▶ _Brief_: Identify each line in the data below that contains the word "derrick", and copy those lines out in full.

▶ _Available data_:
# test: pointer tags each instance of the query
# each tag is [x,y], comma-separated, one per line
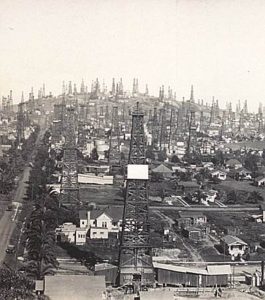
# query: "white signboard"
[137,172]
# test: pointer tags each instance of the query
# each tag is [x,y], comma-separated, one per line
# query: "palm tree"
[14,285]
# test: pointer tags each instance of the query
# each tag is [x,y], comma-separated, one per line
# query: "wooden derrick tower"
[135,253]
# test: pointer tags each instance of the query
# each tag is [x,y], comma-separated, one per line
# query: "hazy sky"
[218,46]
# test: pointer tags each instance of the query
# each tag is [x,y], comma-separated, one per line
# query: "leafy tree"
[175,159]
[232,197]
[162,155]
[254,197]
[251,162]
[14,285]
[94,154]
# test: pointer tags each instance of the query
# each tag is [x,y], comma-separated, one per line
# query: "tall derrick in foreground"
[135,253]
[69,191]
[114,142]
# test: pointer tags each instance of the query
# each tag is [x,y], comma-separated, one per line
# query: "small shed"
[210,276]
[109,271]
[187,186]
[163,170]
[259,181]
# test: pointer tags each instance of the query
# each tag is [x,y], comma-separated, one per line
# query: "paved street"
[6,224]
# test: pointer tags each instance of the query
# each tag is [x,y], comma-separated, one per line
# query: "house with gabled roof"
[233,164]
[101,222]
[233,246]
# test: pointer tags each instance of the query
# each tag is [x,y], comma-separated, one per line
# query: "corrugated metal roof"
[230,240]
[210,269]
[180,269]
[219,269]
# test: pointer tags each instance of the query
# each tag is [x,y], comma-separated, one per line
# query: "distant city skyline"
[218,46]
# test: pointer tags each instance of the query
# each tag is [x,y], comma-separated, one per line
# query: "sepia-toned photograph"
[132,149]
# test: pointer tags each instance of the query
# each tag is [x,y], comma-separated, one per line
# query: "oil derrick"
[201,122]
[211,115]
[69,191]
[113,89]
[114,142]
[177,123]
[135,253]
[81,126]
[20,121]
[58,121]
[171,128]
[155,129]
[101,118]
[107,114]
[241,121]
[162,134]
[191,144]
[260,119]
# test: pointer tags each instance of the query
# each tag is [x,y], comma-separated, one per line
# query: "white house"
[260,181]
[80,236]
[233,246]
[67,232]
[233,164]
[100,223]
[221,175]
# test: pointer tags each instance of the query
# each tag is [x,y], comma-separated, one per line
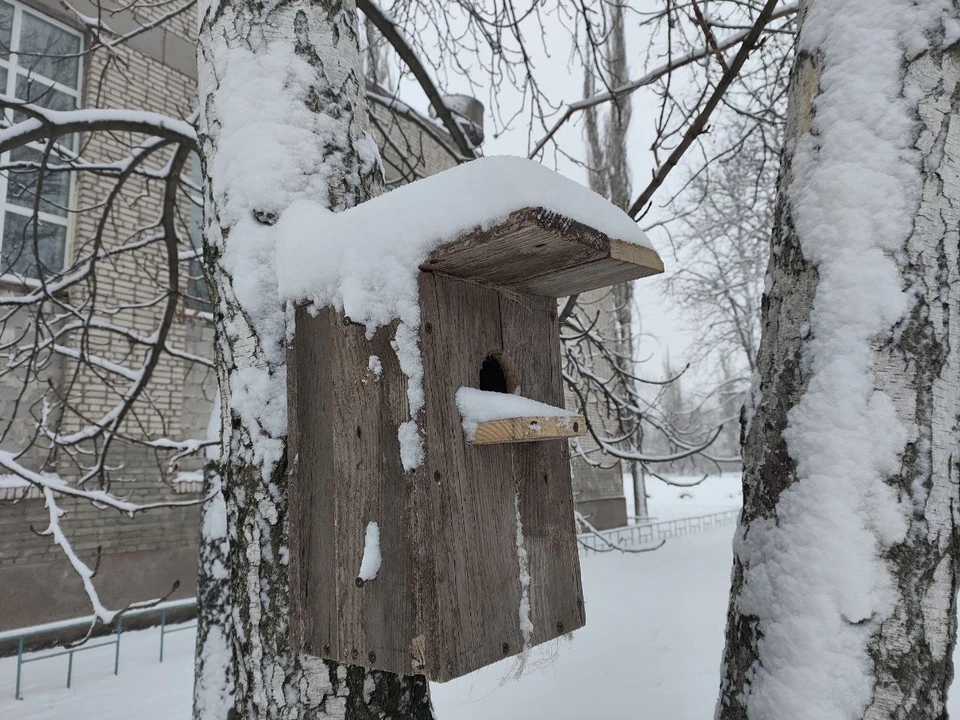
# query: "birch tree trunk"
[844,585]
[283,116]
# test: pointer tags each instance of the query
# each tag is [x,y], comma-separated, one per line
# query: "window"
[39,63]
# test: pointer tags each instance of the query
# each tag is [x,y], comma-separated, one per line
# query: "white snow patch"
[814,575]
[477,406]
[372,278]
[411,445]
[370,563]
[526,624]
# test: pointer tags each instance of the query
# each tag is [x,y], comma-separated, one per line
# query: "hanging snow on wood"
[479,406]
[370,563]
[372,279]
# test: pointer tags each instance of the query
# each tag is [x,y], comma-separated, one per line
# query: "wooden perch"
[528,429]
[539,252]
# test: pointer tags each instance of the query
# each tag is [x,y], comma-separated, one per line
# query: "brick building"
[155,70]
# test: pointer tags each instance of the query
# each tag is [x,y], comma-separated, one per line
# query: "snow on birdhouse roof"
[356,260]
[365,261]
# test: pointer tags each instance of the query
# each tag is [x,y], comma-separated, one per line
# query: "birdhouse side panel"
[531,336]
[349,475]
[465,510]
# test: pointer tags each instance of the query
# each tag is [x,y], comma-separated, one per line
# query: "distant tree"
[847,559]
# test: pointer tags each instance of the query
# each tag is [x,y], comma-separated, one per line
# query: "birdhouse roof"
[500,220]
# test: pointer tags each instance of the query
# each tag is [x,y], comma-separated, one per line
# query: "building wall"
[144,557]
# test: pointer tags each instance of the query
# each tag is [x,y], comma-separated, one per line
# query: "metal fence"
[653,533]
[24,635]
[626,538]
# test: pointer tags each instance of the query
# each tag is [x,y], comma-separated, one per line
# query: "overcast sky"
[562,80]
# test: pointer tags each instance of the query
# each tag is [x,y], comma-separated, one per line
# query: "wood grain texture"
[446,600]
[542,475]
[528,429]
[471,497]
[538,252]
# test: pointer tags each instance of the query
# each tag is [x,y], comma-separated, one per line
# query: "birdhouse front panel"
[430,504]
[477,545]
[506,575]
[344,473]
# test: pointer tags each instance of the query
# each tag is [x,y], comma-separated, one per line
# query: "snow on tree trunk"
[845,573]
[283,116]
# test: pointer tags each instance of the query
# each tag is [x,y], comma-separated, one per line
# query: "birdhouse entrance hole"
[497,374]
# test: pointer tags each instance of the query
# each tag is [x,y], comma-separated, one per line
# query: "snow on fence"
[629,537]
[653,533]
[50,629]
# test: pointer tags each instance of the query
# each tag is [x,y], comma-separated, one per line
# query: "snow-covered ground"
[651,646]
[688,496]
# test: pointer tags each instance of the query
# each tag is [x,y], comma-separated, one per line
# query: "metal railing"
[50,629]
[631,536]
[653,533]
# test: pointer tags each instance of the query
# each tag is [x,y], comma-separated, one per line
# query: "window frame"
[15,70]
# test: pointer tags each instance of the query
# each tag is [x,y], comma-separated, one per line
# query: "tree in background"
[845,575]
[257,157]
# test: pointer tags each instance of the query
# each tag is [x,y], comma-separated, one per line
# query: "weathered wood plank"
[468,513]
[376,619]
[542,475]
[349,473]
[447,598]
[310,496]
[542,253]
[528,429]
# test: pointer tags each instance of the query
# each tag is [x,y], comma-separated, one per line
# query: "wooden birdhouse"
[461,552]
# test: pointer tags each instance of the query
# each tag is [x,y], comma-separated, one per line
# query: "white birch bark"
[867,627]
[283,116]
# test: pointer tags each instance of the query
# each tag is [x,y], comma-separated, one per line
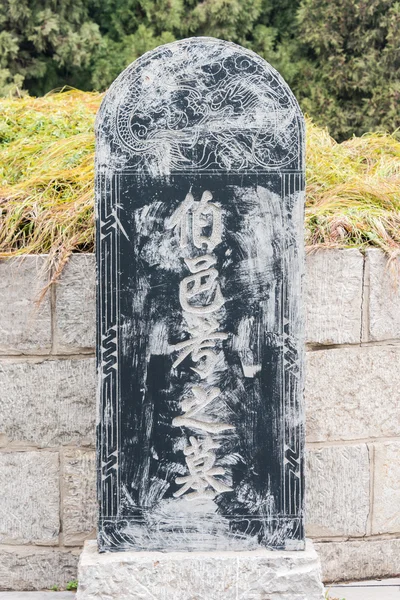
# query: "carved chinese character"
[200,283]
[205,219]
[194,405]
[201,345]
[200,459]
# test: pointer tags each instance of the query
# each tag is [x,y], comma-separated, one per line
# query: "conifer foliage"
[341,57]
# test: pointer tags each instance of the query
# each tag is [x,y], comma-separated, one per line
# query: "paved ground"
[387,589]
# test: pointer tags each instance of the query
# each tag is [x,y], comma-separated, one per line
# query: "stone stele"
[199,208]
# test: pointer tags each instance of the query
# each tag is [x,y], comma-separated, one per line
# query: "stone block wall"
[47,417]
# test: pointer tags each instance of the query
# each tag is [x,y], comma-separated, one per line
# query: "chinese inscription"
[200,224]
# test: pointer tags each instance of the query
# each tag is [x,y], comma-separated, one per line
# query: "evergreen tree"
[340,57]
[350,76]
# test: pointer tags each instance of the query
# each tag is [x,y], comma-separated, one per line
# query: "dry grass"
[46,181]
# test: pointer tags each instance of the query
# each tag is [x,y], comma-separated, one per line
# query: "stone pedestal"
[252,575]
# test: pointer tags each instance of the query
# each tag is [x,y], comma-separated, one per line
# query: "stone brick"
[75,313]
[386,513]
[25,326]
[48,403]
[29,484]
[79,498]
[353,393]
[337,492]
[357,560]
[333,296]
[33,568]
[383,301]
[261,575]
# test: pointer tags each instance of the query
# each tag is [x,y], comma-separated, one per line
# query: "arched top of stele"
[199,104]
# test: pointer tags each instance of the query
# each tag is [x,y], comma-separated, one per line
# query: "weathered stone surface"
[337,498]
[386,514]
[75,313]
[353,393]
[186,575]
[79,498]
[333,296]
[25,326]
[366,559]
[48,403]
[33,568]
[29,484]
[382,304]
[200,368]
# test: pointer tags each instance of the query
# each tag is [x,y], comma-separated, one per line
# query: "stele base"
[252,575]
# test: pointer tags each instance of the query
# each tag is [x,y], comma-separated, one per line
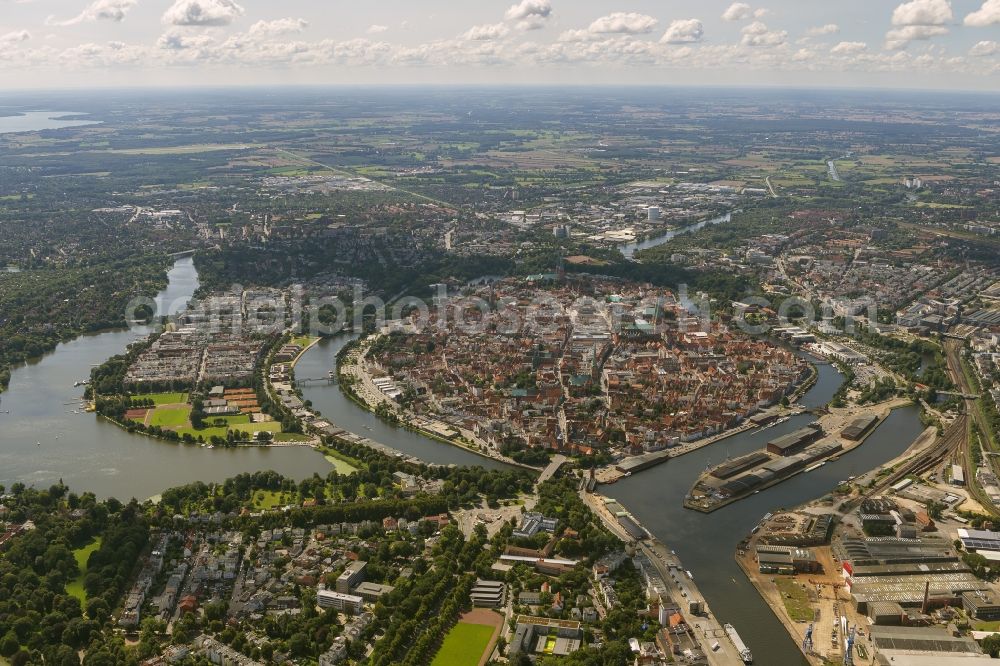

▶ _Exercise solution_:
# query: "wooden derrick tower"
# query: "tall derrick in foreground"
# query: "oil derrick"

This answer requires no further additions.